Article:

+++

Recensé : Judith Bout, Les confessions de maître Zhang, Paris, Éditions François Bourrin, coll. Les Moutons noirs, 2013, 579 p.
Quand on réfléchit aux remarquables progrès récemment accomplis par l’histoire de la Chine populaire, on ne peut éviter la constatation que les récits autobiographiques ou biographiques, traduits ou non du chinois, auront été des facteurs de progrès considérables dans une période où les archives restaient fermées [1].
Les confessions de maître Zhang, présentées avec humour et traduites de façon précise par Judith Bout, figurent parmi les récits les plus originaux dont nous disposons sur la Chine populaire car elles racontent la vie d’un très grand avocat de la dissidence démocratique chinoise qui fut auparavant un jeune nationaliste, un cadre du tribunal de Pékin et une victime de la répression anti-droitière : une vraie trajectoire à l’intérieur du communisme au pouvoir...

+++

Items affichés:
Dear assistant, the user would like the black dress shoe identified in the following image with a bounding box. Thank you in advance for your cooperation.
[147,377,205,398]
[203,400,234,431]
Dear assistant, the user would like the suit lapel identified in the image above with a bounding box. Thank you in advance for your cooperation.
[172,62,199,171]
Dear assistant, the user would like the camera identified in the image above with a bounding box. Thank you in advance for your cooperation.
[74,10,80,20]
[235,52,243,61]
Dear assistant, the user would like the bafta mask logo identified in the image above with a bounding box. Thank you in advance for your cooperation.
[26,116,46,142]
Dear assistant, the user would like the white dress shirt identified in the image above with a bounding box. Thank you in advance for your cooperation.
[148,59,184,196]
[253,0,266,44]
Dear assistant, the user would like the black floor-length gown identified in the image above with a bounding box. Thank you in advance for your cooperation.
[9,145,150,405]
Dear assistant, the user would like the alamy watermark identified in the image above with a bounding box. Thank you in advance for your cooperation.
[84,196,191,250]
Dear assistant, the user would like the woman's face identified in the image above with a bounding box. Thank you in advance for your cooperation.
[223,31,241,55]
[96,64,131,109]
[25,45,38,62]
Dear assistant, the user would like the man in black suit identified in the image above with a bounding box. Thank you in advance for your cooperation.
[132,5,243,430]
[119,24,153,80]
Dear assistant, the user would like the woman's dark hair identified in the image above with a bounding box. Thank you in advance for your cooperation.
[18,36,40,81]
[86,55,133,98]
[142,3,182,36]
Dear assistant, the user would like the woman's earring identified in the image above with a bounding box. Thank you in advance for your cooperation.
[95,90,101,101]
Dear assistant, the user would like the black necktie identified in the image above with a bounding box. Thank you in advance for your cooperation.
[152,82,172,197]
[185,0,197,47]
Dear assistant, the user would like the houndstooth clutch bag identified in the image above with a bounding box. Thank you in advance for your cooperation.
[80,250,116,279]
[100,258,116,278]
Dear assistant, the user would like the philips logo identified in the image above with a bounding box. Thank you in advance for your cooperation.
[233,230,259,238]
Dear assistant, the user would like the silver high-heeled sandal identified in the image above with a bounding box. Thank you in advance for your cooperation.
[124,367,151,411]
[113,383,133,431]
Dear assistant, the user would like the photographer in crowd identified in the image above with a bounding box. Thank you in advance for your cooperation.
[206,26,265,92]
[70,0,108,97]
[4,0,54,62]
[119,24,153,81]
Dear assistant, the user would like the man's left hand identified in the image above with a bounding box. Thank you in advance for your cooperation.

+++

Consigne:
Extrayez de l'article, sans rien modifier, le passage situé entre « Quand on réfléchit » et « restaient fermées [1]. », bornes comprises.

Réponse attendue:
Quand on réfléchit aux remarquables progrès récemment accomplis par l’histoire de la Chine populaire, on ne peut éviter la constatation que les récits autobiographiques ou biographiques, traduits ou non du chinois, auront été des facteurs de progrès considérables dans une période où les archives restaient fermées [1].